> What the task asks: Copy out the lines below again, starting with the line containing "Specification: The model inspects the electricity" and going on through the line containing "xmin=1142 ymin=606 xmax=1253 ymax=690", with both of those lines included.

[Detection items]

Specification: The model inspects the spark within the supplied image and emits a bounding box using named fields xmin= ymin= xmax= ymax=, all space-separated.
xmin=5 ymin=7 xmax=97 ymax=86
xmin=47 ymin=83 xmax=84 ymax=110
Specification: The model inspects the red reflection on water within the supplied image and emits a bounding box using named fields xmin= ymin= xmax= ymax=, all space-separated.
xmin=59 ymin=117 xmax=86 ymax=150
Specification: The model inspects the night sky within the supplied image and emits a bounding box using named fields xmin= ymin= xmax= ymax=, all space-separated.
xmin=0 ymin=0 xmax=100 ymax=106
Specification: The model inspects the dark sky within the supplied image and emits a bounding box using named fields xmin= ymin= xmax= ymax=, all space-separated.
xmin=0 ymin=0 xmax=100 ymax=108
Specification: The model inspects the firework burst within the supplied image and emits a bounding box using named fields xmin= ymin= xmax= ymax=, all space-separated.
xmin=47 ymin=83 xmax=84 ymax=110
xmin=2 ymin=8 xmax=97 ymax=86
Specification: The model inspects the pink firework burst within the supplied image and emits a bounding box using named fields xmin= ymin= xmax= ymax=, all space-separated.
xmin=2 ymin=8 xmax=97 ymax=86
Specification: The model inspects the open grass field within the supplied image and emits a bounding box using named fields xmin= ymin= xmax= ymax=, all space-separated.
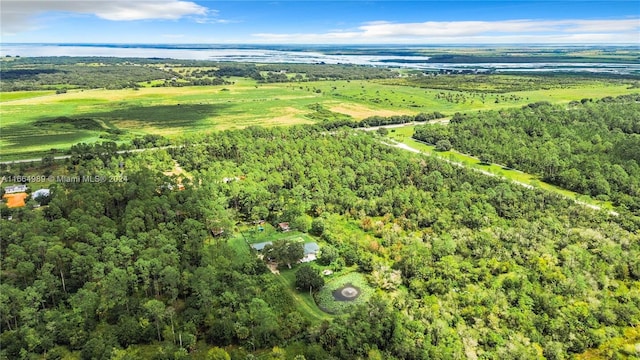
xmin=316 ymin=272 xmax=375 ymax=314
xmin=229 ymin=229 xmax=333 ymax=324
xmin=389 ymin=126 xmax=613 ymax=210
xmin=0 ymin=75 xmax=637 ymax=160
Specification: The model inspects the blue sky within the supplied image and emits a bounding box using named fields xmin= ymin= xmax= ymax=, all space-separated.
xmin=0 ymin=0 xmax=640 ymax=44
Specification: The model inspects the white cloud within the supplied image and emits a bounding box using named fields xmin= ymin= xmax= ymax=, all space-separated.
xmin=0 ymin=0 xmax=208 ymax=34
xmin=253 ymin=18 xmax=640 ymax=44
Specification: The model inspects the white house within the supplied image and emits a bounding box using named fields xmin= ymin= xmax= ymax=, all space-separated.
xmin=4 ymin=185 xmax=27 ymax=194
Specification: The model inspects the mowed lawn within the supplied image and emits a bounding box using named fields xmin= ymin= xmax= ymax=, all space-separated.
xmin=0 ymin=79 xmax=634 ymax=159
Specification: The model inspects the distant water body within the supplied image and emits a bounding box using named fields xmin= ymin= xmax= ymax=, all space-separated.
xmin=0 ymin=44 xmax=640 ymax=74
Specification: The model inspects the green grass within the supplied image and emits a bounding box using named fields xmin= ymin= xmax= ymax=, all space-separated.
xmin=0 ymin=78 xmax=633 ymax=159
xmin=316 ymin=272 xmax=375 ymax=314
xmin=0 ymin=90 xmax=56 ymax=102
xmin=274 ymin=265 xmax=334 ymax=324
xmin=389 ymin=126 xmax=613 ymax=210
xmin=228 ymin=228 xmax=333 ymax=324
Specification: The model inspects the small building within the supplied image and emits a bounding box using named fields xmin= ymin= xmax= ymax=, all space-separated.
xmin=251 ymin=241 xmax=273 ymax=251
xmin=300 ymin=242 xmax=320 ymax=263
xmin=2 ymin=192 xmax=29 ymax=208
xmin=4 ymin=185 xmax=27 ymax=194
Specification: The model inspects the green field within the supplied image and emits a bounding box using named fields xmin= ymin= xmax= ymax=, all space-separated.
xmin=0 ymin=79 xmax=634 ymax=159
xmin=316 ymin=272 xmax=375 ymax=314
xmin=389 ymin=126 xmax=613 ymax=210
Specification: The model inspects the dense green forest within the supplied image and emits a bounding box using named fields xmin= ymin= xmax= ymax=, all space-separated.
xmin=414 ymin=95 xmax=640 ymax=211
xmin=0 ymin=57 xmax=398 ymax=91
xmin=0 ymin=123 xmax=640 ymax=359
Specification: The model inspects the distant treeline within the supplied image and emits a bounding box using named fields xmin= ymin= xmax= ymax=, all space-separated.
xmin=0 ymin=64 xmax=174 ymax=91
xmin=0 ymin=57 xmax=398 ymax=91
xmin=317 ymin=111 xmax=445 ymax=130
xmin=414 ymin=94 xmax=640 ymax=211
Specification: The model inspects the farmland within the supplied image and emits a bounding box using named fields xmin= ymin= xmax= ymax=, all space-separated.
xmin=0 ymin=68 xmax=637 ymax=160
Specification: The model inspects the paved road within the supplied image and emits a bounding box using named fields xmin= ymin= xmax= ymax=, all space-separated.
xmin=383 ymin=140 xmax=620 ymax=216
xmin=0 ymin=145 xmax=181 ymax=165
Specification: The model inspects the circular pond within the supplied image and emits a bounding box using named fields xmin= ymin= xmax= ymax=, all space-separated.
xmin=332 ymin=284 xmax=360 ymax=301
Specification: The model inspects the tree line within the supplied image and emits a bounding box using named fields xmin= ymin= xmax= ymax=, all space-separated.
xmin=414 ymin=95 xmax=640 ymax=211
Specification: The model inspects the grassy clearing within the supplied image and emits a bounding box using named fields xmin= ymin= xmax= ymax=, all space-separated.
xmin=0 ymin=78 xmax=633 ymax=159
xmin=0 ymin=90 xmax=56 ymax=102
xmin=274 ymin=268 xmax=334 ymax=324
xmin=316 ymin=272 xmax=375 ymax=314
xmin=389 ymin=126 xmax=613 ymax=210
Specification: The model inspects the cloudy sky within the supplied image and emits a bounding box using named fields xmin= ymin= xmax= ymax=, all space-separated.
xmin=0 ymin=0 xmax=640 ymax=44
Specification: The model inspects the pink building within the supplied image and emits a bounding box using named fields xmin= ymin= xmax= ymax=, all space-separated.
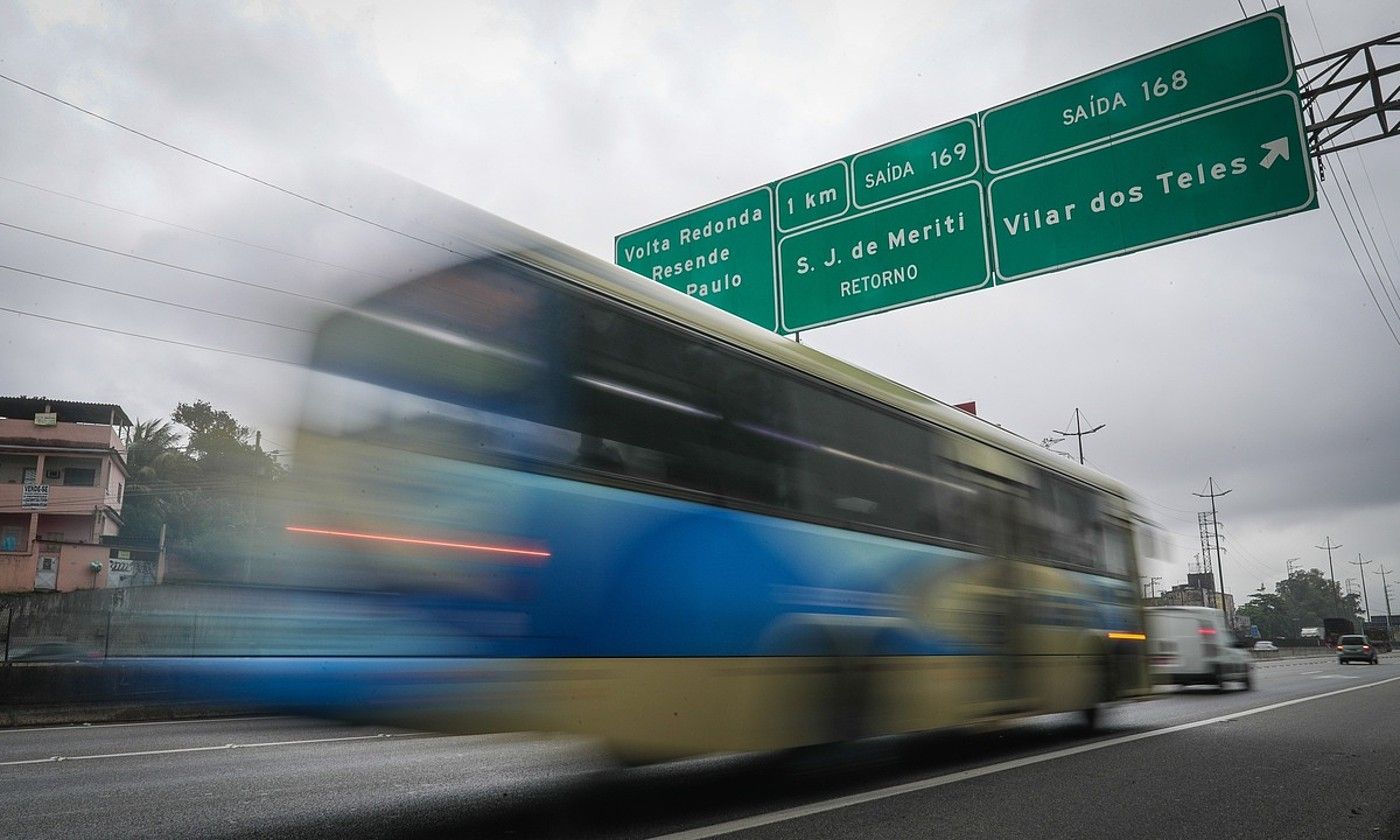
xmin=0 ymin=396 xmax=132 ymax=592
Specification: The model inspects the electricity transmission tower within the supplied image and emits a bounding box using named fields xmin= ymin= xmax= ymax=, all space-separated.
xmin=1347 ymin=554 xmax=1375 ymax=629
xmin=1313 ymin=536 xmax=1341 ymax=617
xmin=1191 ymin=476 xmax=1235 ymax=627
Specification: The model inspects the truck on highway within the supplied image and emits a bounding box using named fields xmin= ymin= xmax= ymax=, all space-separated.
xmin=1142 ymin=606 xmax=1253 ymax=690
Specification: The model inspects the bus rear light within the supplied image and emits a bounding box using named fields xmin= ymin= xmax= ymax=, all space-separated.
xmin=286 ymin=525 xmax=550 ymax=566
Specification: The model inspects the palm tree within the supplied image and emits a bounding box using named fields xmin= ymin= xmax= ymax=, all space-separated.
xmin=122 ymin=420 xmax=188 ymax=538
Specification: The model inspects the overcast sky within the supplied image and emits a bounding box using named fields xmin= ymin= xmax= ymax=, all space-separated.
xmin=0 ymin=0 xmax=1400 ymax=612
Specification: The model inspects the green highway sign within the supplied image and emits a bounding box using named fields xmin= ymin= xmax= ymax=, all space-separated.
xmin=616 ymin=186 xmax=778 ymax=330
xmin=851 ymin=116 xmax=977 ymax=209
xmin=615 ymin=116 xmax=990 ymax=332
xmin=987 ymin=91 xmax=1316 ymax=281
xmin=616 ymin=8 xmax=1317 ymax=332
xmin=981 ymin=11 xmax=1294 ymax=174
xmin=777 ymin=161 xmax=851 ymax=231
xmin=778 ymin=181 xmax=991 ymax=332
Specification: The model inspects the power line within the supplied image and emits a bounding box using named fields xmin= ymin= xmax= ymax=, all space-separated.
xmin=1288 ymin=3 xmax=1400 ymax=344
xmin=1337 ymin=155 xmax=1400 ymax=318
xmin=0 ymin=263 xmax=312 ymax=335
xmin=0 ymin=73 xmax=468 ymax=264
xmin=1322 ymin=180 xmax=1400 ymax=347
xmin=0 ymin=175 xmax=389 ymax=280
xmin=0 ymin=221 xmax=344 ymax=308
xmin=1050 ymin=407 xmax=1107 ymax=463
xmin=0 ymin=307 xmax=297 ymax=365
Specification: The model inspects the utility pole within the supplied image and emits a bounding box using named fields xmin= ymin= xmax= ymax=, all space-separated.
xmin=1191 ymin=476 xmax=1235 ymax=629
xmin=1376 ymin=568 xmax=1396 ymax=644
xmin=1050 ymin=407 xmax=1107 ymax=463
xmin=1313 ymin=536 xmax=1341 ymax=610
xmin=1347 ymin=554 xmax=1373 ymax=627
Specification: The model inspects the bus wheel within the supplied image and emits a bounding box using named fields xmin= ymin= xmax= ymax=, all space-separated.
xmin=1079 ymin=659 xmax=1113 ymax=732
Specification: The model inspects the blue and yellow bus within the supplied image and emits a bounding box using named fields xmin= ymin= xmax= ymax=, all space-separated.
xmin=235 ymin=208 xmax=1149 ymax=760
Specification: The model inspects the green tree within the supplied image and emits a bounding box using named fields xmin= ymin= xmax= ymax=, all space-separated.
xmin=122 ymin=400 xmax=286 ymax=578
xmin=122 ymin=420 xmax=190 ymax=538
xmin=1239 ymin=568 xmax=1359 ymax=638
xmin=171 ymin=400 xmax=286 ymax=566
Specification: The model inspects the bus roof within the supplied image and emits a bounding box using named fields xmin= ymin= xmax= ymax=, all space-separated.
xmin=320 ymin=171 xmax=1131 ymax=500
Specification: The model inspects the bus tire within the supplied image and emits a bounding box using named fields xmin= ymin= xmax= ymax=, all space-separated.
xmin=1079 ymin=658 xmax=1113 ymax=732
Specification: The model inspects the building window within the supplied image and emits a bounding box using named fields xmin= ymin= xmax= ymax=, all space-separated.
xmin=63 ymin=466 xmax=97 ymax=487
xmin=0 ymin=525 xmax=25 ymax=552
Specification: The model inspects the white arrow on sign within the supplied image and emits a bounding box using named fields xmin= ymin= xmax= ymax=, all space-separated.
xmin=1259 ymin=137 xmax=1288 ymax=169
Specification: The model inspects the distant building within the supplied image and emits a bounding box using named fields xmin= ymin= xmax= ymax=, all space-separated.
xmin=1142 ymin=571 xmax=1240 ymax=627
xmin=0 ymin=396 xmax=164 ymax=592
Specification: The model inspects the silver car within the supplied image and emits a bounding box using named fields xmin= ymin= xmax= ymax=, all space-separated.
xmin=1337 ymin=636 xmax=1380 ymax=665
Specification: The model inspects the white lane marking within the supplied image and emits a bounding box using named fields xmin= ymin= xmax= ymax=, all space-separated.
xmin=0 ymin=733 xmax=436 ymax=767
xmin=0 ymin=714 xmax=284 ymax=735
xmin=651 ymin=676 xmax=1400 ymax=840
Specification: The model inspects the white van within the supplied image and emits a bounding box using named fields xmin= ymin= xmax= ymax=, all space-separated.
xmin=1144 ymin=606 xmax=1254 ymax=692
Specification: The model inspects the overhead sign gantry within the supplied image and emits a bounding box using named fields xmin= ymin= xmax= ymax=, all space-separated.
xmin=616 ymin=10 xmax=1317 ymax=332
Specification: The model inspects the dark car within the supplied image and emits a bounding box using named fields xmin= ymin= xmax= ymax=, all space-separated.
xmin=1337 ymin=636 xmax=1380 ymax=665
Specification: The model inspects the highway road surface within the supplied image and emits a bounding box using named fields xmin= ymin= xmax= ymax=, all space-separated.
xmin=0 ymin=655 xmax=1400 ymax=840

> Exercise answer:
Specification: The model inspects the electricity transmission tower within the supplied image and emits a bounding box using named fields xmin= ymin= xmax= ymax=, all space-separated.
xmin=1347 ymin=554 xmax=1375 ymax=629
xmin=1313 ymin=536 xmax=1341 ymax=617
xmin=1191 ymin=476 xmax=1235 ymax=627
Specification: The model inspects the truck on highway within the supplied image and emits a bounding box using named fields xmin= ymin= xmax= ymax=, all space-separated.
xmin=1142 ymin=606 xmax=1253 ymax=690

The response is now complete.